▶ **Aim**:
Starting at the line that holds "phrase -- sky", copy every line exactly through the end of the data, and no others.

▶ **Records for this task**:
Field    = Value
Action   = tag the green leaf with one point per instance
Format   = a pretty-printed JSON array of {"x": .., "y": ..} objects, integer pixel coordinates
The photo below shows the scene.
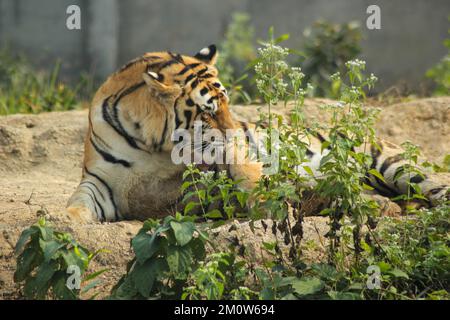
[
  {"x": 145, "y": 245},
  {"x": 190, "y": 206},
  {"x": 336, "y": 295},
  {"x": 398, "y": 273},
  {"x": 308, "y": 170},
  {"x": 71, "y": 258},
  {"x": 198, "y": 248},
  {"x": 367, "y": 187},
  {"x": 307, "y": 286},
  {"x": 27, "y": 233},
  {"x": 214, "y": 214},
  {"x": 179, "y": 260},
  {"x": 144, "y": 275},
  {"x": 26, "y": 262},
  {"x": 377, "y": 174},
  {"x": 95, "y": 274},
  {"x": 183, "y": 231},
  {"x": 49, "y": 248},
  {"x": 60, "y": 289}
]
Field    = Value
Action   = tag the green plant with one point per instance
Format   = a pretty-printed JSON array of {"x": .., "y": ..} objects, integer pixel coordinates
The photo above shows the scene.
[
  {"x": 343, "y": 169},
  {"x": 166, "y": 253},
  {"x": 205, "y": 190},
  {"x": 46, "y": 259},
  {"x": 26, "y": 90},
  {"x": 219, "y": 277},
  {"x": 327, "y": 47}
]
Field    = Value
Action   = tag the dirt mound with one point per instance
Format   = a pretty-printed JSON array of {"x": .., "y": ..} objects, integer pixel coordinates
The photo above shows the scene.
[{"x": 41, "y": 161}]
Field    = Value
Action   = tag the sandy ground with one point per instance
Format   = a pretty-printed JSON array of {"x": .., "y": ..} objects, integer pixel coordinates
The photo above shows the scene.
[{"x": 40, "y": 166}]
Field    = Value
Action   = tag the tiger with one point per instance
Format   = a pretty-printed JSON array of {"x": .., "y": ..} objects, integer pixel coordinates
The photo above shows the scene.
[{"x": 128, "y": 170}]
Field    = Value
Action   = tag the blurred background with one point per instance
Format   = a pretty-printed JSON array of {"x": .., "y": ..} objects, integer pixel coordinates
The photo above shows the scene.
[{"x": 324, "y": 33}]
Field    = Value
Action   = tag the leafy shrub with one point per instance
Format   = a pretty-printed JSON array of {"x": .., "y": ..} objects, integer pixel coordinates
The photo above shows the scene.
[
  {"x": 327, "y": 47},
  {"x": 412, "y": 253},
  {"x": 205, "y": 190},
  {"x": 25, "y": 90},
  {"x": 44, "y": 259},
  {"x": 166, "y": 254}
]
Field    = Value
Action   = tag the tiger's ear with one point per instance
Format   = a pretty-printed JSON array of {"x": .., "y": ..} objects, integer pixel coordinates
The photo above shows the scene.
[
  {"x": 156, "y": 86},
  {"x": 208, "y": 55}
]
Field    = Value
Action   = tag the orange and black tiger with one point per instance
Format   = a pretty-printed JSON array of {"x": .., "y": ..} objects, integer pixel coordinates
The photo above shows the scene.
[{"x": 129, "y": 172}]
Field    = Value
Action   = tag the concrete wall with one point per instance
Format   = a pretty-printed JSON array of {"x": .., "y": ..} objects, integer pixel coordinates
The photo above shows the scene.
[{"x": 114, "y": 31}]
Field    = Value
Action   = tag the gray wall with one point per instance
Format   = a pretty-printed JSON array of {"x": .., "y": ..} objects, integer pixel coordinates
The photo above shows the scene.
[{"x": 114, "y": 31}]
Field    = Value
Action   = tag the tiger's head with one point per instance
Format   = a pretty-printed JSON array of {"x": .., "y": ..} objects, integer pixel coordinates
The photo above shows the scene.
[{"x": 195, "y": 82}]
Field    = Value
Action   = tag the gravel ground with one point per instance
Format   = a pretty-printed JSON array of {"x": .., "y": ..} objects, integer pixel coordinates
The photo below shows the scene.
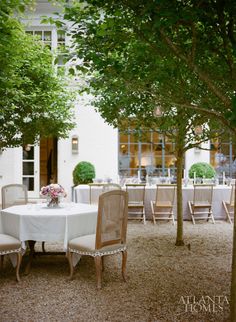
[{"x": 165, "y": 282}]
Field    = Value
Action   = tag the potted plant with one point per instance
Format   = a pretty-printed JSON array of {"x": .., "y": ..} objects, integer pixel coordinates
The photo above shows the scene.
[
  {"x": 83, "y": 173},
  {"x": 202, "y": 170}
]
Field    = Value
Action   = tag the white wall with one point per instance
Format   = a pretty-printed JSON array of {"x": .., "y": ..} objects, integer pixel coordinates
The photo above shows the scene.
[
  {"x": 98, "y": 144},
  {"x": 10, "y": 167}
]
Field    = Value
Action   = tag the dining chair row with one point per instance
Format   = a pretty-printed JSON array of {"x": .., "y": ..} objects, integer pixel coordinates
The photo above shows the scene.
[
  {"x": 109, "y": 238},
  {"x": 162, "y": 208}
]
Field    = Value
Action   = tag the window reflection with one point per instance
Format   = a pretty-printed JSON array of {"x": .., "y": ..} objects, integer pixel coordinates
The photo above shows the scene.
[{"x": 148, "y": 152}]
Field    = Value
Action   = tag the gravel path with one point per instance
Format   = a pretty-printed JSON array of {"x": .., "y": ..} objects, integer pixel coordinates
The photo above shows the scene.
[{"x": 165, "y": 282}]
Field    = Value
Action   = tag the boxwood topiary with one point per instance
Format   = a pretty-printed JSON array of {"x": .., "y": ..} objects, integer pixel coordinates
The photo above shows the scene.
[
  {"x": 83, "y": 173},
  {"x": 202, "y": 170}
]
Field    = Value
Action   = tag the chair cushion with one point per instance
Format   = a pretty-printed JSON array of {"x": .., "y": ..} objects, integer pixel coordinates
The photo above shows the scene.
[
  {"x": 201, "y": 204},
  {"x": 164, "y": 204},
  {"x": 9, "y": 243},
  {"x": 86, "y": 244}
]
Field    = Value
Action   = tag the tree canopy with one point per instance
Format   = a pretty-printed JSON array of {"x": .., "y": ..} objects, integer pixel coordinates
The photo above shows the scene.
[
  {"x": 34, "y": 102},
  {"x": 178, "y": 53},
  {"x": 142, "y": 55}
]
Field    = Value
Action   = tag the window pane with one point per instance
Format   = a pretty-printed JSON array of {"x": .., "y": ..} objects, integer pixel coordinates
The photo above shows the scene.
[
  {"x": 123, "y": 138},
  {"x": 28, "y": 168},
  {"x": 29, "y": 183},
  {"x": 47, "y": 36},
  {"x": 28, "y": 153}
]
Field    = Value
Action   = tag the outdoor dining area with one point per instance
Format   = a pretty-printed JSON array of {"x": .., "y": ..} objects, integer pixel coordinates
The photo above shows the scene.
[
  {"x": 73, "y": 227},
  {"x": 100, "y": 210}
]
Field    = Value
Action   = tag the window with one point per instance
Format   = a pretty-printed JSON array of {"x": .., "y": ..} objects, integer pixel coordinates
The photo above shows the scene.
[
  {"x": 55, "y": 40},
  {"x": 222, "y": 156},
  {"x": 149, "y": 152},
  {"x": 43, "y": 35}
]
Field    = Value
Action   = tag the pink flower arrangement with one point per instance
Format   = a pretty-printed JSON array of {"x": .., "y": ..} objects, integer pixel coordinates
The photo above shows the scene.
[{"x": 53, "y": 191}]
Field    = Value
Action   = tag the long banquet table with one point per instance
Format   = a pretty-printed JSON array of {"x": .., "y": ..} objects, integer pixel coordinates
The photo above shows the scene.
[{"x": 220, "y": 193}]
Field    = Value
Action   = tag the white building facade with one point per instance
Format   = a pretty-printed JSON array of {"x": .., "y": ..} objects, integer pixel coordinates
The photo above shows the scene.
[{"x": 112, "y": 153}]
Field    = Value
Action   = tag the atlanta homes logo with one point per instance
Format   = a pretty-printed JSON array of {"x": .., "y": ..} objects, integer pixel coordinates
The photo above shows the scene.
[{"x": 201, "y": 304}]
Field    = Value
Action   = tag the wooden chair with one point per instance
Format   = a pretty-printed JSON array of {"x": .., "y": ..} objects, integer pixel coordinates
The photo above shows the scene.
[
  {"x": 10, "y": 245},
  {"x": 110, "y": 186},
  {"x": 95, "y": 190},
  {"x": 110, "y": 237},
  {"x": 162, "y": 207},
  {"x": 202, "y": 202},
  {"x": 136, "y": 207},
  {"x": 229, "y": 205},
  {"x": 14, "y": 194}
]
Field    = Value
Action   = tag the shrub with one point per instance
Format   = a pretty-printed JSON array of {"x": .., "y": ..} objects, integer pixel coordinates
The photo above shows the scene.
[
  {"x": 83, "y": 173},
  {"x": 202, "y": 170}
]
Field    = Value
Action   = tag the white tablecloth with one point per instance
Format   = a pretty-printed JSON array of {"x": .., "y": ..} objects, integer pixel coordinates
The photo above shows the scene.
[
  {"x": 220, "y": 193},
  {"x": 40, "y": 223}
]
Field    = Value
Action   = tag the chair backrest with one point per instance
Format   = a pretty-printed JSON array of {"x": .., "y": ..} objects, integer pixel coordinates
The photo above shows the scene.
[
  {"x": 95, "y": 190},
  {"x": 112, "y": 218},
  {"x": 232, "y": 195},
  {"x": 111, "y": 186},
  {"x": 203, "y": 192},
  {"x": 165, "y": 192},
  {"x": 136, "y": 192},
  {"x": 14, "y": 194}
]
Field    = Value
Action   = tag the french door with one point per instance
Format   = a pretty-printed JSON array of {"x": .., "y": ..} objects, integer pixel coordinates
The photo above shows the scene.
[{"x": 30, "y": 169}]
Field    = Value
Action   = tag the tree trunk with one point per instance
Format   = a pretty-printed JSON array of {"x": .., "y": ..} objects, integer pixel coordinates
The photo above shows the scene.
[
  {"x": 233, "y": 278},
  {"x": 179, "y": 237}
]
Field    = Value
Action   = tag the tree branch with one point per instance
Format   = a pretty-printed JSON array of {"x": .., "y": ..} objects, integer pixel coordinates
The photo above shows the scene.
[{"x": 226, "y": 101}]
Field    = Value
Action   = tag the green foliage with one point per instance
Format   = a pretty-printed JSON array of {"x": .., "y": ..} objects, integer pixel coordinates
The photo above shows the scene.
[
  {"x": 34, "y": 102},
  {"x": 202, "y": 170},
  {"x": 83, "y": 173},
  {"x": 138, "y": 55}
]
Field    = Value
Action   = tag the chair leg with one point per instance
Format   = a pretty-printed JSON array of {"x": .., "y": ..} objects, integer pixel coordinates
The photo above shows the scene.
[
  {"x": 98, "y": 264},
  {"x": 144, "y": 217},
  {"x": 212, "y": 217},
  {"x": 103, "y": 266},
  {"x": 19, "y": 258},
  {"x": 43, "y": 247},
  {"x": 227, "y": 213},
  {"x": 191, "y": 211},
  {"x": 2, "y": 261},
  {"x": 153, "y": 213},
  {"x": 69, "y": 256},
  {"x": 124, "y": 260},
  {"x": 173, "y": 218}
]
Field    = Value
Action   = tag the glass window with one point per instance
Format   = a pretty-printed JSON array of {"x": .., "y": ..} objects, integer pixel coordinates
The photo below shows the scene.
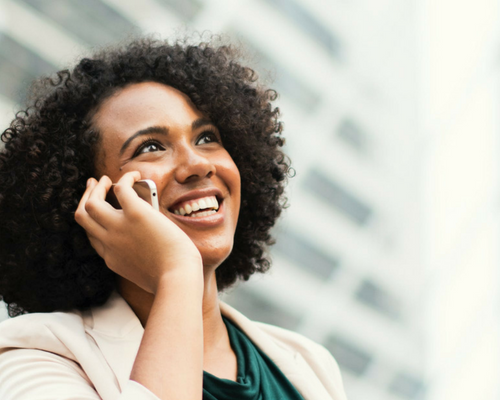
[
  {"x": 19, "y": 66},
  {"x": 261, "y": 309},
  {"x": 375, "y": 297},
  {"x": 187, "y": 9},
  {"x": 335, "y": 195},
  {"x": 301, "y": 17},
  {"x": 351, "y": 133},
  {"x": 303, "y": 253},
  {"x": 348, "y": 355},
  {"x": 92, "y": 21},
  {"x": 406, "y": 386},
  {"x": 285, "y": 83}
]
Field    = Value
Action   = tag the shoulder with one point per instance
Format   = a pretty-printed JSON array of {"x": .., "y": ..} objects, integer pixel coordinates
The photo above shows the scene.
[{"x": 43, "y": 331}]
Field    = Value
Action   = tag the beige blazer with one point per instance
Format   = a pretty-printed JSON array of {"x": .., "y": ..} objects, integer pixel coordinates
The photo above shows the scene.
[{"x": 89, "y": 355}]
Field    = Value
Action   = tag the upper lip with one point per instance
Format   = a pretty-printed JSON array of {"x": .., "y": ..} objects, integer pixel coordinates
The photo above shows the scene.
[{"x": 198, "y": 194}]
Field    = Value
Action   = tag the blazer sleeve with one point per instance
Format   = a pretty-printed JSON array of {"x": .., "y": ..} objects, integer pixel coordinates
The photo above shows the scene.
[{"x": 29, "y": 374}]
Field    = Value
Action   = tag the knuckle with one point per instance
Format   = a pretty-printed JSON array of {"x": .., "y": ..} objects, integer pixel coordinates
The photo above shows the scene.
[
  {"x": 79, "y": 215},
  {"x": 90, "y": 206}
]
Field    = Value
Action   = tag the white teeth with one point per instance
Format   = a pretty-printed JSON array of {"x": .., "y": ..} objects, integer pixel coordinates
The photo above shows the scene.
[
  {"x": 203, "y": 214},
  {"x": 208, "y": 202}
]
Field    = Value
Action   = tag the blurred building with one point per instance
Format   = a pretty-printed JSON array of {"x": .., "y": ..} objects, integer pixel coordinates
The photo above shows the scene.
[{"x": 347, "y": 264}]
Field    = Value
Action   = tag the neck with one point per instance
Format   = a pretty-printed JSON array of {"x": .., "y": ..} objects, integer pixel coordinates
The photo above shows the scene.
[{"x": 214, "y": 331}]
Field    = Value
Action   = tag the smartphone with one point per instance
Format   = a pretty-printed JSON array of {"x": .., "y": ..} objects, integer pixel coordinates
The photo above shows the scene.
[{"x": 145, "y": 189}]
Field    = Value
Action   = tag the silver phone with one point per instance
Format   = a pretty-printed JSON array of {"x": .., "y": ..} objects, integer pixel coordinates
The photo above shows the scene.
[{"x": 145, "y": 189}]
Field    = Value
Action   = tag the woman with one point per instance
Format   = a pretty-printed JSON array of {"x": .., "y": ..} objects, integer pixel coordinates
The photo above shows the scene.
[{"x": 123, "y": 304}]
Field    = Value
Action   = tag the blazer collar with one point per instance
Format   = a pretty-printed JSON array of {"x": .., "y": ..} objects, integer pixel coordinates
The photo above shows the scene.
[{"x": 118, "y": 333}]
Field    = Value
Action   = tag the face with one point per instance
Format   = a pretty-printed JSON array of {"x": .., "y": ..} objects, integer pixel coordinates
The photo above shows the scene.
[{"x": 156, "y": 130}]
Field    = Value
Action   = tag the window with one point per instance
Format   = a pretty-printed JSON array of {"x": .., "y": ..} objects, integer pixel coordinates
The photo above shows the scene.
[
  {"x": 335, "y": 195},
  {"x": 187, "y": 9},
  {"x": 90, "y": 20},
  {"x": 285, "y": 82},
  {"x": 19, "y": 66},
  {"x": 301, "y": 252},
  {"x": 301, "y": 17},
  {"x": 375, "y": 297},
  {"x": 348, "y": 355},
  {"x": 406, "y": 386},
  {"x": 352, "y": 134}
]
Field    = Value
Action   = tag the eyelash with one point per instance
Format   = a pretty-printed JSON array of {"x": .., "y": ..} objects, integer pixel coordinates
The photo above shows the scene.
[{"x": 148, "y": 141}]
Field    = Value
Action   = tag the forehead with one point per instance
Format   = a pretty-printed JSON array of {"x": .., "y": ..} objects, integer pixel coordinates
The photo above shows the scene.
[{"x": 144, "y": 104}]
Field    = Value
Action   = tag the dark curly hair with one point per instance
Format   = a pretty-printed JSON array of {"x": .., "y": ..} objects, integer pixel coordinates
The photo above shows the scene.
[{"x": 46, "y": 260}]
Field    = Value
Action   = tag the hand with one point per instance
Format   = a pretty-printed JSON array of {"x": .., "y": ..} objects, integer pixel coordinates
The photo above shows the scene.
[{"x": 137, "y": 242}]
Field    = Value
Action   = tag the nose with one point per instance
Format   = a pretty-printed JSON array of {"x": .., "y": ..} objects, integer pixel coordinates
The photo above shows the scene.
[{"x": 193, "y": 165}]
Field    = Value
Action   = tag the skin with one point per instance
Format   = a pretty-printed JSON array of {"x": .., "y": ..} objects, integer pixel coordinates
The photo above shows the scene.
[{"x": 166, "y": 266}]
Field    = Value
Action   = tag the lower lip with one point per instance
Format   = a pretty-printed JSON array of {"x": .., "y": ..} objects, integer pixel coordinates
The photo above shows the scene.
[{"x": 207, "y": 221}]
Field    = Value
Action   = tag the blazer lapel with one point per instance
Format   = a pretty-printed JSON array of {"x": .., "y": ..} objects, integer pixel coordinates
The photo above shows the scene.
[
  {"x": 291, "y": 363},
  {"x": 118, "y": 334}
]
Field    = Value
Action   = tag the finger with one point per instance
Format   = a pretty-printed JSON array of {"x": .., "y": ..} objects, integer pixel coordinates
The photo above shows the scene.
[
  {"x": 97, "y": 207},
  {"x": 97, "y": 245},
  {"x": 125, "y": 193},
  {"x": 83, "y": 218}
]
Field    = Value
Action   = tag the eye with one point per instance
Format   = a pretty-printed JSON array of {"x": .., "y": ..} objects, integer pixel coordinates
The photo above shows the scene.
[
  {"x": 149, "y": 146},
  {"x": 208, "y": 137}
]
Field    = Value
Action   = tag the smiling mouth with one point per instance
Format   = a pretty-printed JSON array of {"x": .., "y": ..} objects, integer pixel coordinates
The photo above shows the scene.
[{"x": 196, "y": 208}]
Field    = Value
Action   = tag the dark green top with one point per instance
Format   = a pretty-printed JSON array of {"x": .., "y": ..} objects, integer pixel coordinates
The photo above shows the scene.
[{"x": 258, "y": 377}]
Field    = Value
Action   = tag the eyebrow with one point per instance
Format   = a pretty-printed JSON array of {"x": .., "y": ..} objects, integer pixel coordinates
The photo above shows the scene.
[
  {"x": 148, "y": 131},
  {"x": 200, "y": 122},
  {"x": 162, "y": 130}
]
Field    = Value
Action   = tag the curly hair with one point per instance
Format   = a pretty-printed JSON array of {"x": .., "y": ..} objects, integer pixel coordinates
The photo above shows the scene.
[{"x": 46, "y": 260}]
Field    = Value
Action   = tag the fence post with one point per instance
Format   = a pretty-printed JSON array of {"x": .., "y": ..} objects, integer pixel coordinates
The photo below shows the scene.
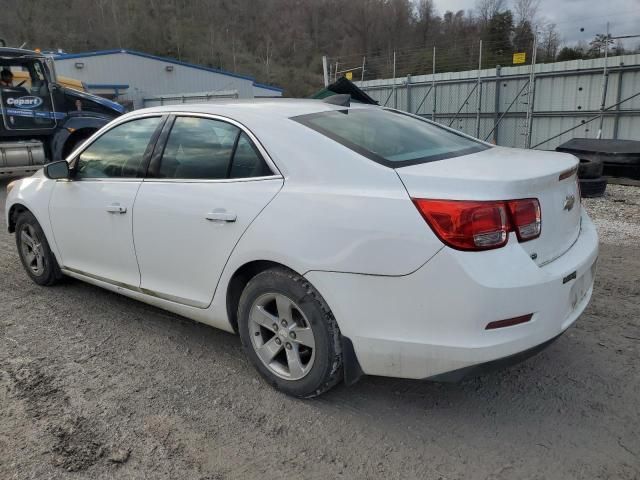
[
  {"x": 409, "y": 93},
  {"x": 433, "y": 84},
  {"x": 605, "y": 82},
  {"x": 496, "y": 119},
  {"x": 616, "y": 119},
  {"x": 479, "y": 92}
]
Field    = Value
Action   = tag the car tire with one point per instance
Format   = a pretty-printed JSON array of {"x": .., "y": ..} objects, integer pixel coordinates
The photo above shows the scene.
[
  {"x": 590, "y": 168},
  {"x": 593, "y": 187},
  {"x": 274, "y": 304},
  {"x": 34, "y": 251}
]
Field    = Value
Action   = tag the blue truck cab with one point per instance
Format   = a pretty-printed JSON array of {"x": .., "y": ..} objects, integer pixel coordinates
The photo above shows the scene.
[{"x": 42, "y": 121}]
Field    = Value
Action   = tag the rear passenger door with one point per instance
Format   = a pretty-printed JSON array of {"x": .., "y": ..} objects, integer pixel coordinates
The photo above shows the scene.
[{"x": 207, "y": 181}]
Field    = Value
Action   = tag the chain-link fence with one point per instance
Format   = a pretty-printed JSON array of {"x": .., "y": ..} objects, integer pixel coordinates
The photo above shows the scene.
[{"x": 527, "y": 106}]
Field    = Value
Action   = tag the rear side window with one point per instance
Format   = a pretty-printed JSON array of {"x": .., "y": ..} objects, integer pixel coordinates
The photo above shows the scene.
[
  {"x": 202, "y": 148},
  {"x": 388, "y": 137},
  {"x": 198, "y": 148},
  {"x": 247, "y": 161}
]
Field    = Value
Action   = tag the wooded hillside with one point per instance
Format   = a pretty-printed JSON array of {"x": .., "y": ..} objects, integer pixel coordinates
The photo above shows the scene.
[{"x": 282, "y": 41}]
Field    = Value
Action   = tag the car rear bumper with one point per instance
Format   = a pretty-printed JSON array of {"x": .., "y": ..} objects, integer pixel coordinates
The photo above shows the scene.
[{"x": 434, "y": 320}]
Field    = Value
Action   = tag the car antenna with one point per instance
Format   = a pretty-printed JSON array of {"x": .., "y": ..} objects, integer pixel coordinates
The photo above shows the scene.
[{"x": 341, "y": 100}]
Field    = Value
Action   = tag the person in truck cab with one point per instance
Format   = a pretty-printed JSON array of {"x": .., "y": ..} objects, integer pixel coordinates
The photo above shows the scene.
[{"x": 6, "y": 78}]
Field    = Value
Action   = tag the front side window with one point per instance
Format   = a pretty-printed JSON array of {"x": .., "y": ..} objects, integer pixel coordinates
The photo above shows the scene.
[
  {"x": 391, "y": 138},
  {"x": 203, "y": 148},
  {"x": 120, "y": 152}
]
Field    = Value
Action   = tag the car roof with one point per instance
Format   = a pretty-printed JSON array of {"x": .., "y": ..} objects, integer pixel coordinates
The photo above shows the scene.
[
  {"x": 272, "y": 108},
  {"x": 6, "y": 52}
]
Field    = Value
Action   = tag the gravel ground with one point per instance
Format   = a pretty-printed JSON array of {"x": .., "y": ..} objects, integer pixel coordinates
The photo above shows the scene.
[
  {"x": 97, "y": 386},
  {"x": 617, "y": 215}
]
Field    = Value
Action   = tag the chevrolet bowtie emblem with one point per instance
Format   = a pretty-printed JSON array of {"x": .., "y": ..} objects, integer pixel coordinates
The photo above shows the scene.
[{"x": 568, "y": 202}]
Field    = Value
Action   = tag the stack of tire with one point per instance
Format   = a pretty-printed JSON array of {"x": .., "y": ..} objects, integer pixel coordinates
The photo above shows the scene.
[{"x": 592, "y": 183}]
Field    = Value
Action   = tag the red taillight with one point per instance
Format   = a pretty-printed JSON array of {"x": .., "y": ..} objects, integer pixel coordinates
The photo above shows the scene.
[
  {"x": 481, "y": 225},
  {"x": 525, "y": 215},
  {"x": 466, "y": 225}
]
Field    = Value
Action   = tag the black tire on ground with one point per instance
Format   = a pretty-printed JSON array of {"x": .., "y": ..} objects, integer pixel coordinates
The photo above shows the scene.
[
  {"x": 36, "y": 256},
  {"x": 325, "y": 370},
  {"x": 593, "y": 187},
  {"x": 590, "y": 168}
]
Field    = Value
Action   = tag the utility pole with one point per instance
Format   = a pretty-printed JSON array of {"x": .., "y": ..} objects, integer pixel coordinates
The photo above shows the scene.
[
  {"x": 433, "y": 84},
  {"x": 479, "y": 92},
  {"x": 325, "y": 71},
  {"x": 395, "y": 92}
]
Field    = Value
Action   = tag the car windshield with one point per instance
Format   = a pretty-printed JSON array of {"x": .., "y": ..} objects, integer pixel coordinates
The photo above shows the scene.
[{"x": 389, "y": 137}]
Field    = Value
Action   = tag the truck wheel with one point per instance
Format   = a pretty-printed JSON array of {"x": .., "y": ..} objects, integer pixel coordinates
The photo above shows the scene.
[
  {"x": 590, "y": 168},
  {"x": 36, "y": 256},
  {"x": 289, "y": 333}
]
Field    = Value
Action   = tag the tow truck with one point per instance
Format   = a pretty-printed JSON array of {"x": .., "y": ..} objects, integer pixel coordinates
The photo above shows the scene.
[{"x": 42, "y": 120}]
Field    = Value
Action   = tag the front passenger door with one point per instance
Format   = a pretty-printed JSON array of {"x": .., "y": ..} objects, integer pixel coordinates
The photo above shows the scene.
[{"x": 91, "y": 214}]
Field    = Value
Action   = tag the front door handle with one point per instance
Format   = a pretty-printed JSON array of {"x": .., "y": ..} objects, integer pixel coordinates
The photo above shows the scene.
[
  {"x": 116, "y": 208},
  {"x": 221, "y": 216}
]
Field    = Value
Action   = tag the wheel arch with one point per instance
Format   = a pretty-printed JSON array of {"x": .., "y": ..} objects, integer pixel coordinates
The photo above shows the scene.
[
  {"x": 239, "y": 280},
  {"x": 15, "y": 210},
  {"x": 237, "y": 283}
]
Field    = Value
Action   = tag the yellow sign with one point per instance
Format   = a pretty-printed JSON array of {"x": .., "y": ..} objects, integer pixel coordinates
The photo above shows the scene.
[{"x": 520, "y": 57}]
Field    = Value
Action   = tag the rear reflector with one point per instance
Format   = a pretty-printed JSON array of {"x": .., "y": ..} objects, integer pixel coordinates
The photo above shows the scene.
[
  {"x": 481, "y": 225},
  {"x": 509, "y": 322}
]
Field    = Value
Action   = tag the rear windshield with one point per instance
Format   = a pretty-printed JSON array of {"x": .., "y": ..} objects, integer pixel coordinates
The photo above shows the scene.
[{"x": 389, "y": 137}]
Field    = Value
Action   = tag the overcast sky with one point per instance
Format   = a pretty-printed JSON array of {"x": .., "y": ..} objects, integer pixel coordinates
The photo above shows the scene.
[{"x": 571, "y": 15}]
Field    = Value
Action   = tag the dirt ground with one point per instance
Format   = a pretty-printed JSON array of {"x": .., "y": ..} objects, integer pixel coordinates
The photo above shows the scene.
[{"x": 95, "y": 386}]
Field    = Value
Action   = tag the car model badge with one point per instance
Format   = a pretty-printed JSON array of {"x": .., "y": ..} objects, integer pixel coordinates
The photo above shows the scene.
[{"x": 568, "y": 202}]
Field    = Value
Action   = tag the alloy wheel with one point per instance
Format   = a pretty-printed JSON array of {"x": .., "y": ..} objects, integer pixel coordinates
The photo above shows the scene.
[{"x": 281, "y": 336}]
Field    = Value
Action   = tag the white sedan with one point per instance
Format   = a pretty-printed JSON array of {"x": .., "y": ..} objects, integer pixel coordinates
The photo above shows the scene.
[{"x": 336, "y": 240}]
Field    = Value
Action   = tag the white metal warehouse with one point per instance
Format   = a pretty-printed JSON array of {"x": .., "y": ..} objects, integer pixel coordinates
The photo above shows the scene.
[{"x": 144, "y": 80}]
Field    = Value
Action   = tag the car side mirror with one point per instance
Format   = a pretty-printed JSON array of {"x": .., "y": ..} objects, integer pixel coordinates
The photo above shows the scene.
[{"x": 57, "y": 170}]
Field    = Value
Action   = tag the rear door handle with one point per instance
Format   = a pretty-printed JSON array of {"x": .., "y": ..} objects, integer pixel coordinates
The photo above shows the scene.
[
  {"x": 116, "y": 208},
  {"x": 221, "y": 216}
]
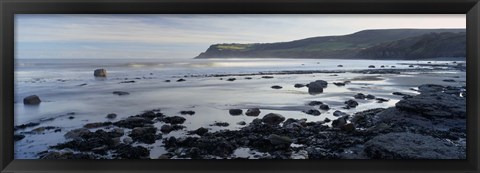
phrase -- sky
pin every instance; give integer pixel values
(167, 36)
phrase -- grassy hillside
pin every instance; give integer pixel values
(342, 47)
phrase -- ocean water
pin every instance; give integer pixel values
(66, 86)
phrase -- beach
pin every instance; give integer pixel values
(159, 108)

▶ **Result of this task**:
phrase -- sky
pin every instance; give integer pixel values
(167, 36)
phrase -- grassy hillside
pin every instance; give integer pixel values
(342, 47)
phrase -- ocean water
pin every instance; give integer pixel values
(66, 86)
phrase -- beach
pin every instance; give integer pixel values
(159, 108)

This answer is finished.